Image-grounded pointing data
· · ·
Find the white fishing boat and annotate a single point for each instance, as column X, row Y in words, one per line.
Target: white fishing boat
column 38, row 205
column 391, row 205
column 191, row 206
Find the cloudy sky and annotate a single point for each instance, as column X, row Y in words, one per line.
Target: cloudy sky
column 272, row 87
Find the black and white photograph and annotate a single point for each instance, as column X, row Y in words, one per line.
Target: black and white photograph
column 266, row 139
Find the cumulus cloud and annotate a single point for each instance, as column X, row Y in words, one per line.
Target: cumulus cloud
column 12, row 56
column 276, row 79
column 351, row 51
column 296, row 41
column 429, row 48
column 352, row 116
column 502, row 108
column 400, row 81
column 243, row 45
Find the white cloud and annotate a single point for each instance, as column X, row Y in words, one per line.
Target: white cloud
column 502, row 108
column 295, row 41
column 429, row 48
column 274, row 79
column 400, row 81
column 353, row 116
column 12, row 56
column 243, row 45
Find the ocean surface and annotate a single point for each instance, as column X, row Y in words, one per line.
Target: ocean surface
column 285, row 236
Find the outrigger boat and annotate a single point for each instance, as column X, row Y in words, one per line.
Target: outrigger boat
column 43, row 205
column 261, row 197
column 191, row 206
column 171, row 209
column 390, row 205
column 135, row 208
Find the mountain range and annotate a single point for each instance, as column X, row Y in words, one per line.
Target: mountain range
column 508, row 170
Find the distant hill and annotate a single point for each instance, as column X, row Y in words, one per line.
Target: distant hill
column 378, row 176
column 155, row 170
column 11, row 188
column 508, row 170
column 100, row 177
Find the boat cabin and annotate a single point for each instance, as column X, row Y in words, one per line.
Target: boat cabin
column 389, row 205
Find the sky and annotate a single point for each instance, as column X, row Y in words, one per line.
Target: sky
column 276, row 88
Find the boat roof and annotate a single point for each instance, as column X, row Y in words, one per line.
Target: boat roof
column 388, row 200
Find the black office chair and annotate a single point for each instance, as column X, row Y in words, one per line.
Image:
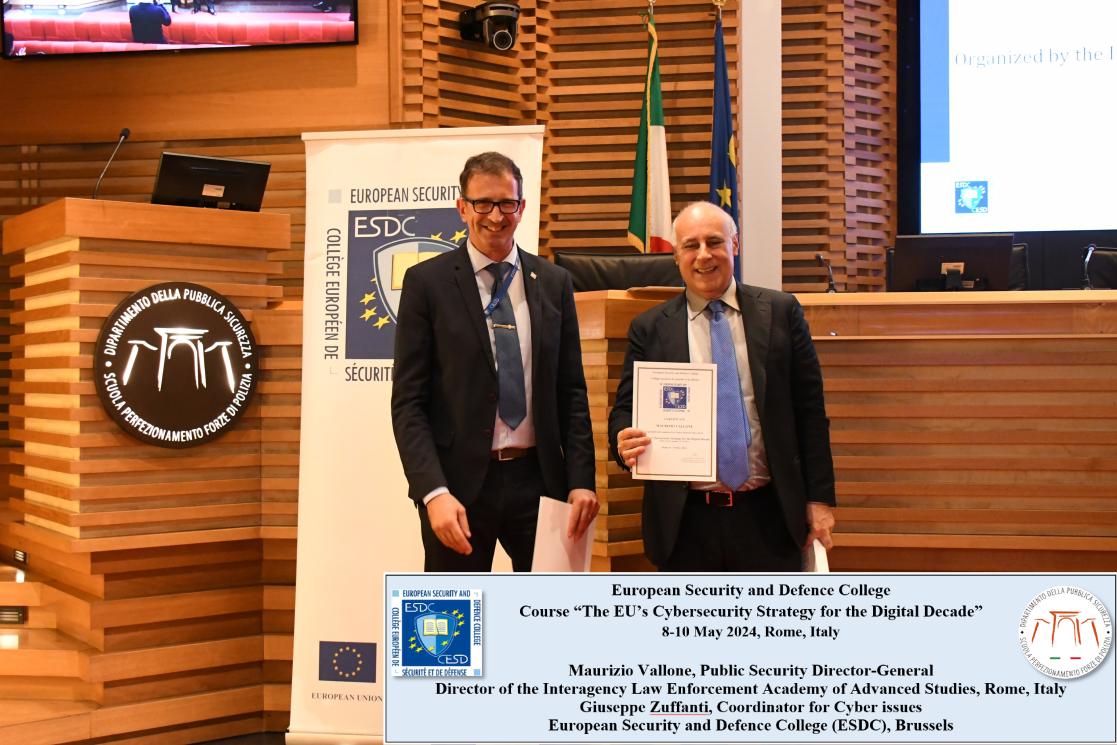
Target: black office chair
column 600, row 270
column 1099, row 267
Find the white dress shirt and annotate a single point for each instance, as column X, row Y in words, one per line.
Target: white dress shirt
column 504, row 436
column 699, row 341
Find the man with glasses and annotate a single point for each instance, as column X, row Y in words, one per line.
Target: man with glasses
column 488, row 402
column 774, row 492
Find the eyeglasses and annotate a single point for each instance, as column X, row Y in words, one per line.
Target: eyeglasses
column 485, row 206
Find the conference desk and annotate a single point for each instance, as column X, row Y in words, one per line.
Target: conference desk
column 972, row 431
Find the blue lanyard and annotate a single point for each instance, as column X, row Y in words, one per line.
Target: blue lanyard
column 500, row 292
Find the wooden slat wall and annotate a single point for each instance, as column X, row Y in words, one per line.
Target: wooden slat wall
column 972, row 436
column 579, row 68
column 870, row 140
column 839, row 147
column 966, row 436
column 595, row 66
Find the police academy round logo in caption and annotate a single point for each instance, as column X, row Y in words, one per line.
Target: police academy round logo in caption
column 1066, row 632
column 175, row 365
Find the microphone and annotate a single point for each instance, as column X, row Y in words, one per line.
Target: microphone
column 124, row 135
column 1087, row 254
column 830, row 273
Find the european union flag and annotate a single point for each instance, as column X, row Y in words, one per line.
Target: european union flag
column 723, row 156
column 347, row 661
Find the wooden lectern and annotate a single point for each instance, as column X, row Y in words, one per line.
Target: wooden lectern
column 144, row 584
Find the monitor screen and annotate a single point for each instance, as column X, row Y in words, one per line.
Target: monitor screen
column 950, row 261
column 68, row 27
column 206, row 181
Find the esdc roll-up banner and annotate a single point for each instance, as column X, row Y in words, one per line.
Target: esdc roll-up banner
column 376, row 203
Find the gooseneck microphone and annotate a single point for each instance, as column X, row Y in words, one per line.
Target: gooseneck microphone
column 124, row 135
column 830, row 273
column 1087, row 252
· · ·
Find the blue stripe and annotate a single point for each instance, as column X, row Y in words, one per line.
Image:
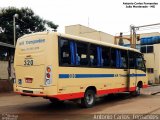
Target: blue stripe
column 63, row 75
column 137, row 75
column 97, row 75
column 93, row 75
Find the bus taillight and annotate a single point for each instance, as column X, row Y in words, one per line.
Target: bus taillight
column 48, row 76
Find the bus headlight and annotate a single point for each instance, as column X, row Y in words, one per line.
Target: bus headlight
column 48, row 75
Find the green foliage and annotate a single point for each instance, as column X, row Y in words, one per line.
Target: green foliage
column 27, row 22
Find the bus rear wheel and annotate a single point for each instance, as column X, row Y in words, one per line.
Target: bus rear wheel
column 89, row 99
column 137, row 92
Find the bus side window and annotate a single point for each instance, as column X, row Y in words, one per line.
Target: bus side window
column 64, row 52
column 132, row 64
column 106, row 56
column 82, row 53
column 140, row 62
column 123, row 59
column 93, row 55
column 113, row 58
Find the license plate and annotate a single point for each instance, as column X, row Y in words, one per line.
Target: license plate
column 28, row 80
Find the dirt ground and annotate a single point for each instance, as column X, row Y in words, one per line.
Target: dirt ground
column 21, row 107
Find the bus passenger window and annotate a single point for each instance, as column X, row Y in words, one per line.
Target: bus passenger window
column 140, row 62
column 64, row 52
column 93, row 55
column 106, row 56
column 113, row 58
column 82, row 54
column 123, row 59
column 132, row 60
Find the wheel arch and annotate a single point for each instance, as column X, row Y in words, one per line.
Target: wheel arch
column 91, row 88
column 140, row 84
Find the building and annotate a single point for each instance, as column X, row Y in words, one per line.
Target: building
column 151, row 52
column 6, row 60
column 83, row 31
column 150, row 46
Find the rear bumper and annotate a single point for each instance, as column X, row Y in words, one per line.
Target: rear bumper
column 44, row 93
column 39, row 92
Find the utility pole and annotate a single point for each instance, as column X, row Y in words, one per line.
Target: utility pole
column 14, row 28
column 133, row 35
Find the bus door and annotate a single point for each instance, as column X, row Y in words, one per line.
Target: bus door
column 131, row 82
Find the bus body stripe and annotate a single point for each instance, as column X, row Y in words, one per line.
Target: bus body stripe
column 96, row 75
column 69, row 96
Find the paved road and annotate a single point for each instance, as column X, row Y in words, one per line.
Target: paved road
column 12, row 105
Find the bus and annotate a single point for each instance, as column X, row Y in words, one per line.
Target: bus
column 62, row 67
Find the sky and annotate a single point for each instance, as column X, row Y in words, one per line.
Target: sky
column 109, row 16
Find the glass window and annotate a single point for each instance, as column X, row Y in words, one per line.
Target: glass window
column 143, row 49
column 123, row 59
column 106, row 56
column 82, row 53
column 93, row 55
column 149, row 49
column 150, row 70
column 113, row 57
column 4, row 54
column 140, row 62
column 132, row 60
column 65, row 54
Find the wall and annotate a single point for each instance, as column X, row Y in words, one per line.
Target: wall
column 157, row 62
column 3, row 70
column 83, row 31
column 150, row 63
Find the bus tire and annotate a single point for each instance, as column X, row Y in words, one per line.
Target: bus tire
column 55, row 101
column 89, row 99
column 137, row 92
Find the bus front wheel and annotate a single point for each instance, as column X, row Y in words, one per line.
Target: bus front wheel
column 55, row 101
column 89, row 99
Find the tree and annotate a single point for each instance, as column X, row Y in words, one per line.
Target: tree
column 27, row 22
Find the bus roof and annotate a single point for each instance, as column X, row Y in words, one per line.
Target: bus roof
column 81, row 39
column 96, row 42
· · ·
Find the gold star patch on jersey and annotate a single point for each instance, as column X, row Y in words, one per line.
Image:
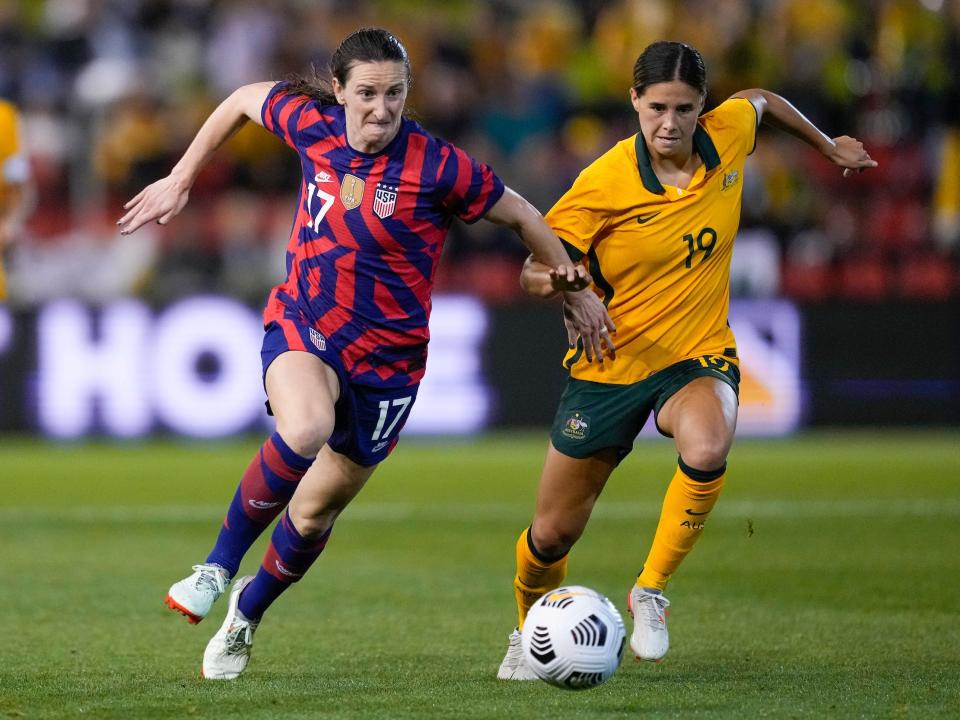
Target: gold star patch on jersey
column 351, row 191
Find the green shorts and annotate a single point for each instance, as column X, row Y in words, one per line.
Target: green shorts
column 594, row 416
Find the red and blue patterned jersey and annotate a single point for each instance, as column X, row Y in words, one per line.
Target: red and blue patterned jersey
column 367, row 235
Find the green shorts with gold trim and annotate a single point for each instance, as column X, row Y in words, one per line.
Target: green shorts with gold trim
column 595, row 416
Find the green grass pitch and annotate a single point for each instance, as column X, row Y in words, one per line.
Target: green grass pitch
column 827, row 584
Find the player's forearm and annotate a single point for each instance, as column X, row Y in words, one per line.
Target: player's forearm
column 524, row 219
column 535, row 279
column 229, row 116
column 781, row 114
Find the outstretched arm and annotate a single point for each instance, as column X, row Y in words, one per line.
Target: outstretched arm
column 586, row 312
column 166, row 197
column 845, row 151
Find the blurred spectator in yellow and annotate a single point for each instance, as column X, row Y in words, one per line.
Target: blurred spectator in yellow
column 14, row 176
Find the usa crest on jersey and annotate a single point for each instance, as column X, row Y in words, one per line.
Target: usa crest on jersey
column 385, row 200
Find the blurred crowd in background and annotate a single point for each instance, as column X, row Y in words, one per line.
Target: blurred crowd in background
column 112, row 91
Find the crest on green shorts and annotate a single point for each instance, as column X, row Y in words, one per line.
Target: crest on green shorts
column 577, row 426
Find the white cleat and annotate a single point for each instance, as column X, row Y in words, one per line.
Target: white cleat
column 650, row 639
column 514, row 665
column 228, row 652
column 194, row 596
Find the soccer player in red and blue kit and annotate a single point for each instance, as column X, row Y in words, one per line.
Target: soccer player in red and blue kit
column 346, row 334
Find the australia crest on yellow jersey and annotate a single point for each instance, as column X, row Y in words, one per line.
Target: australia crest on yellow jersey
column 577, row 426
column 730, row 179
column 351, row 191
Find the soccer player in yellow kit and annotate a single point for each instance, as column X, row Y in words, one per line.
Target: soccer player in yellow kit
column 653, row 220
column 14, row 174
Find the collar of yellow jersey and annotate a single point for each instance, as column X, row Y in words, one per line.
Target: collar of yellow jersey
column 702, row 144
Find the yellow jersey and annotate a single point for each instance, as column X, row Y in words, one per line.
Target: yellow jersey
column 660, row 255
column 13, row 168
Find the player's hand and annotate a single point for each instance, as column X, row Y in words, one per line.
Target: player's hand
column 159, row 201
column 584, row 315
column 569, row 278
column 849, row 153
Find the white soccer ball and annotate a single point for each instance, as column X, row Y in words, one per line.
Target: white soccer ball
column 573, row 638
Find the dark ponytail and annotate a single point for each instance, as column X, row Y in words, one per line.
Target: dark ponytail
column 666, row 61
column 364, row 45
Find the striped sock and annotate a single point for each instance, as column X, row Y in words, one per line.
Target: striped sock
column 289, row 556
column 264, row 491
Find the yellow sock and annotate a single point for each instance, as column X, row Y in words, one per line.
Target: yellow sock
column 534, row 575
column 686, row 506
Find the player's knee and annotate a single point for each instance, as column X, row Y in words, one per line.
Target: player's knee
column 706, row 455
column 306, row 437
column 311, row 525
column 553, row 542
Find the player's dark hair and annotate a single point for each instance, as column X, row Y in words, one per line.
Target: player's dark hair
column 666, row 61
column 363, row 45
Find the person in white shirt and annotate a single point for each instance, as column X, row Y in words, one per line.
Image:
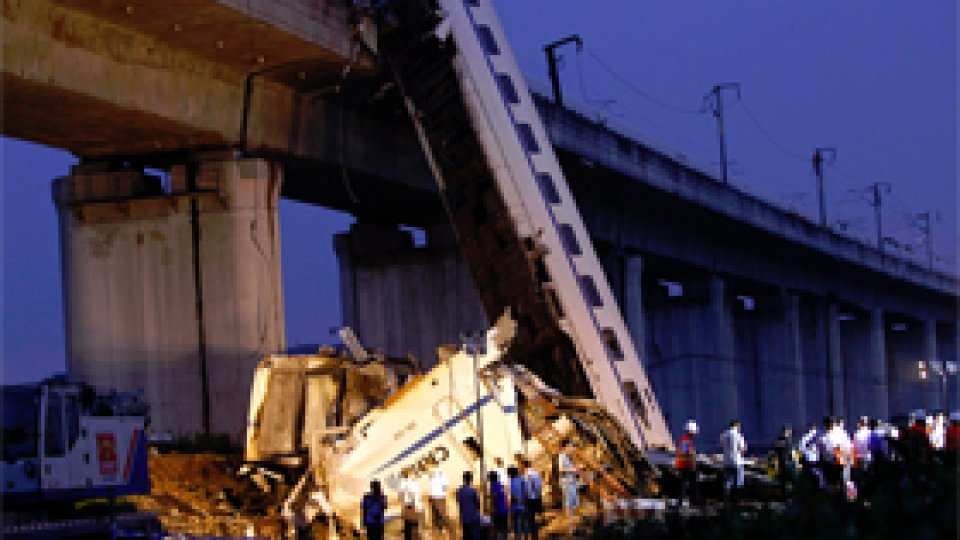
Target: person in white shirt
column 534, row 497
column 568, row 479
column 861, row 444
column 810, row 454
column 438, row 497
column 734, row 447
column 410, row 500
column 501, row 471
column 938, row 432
· · ·
Among the entries above, the line containing "Find the white fishing", the line containing "Find the black and", and all lines between them are to be restated word for word; nothing else belongs in the reply.

# RESULT FOR THIS EXERCISE:
Find the white fishing boat and annotate a single point for each instance, as column X, row Y in words, one per line.
Target: white fishing boat
column 38, row 205
column 391, row 205
column 191, row 206
Find the cloudy sky and annotate a single point for each instance, as column X, row Y in words, one per line.
Target: cloudy sky
column 272, row 87
Find the black and white photograph and annotate a single point for each instance, as column X, row Y in words, one per line.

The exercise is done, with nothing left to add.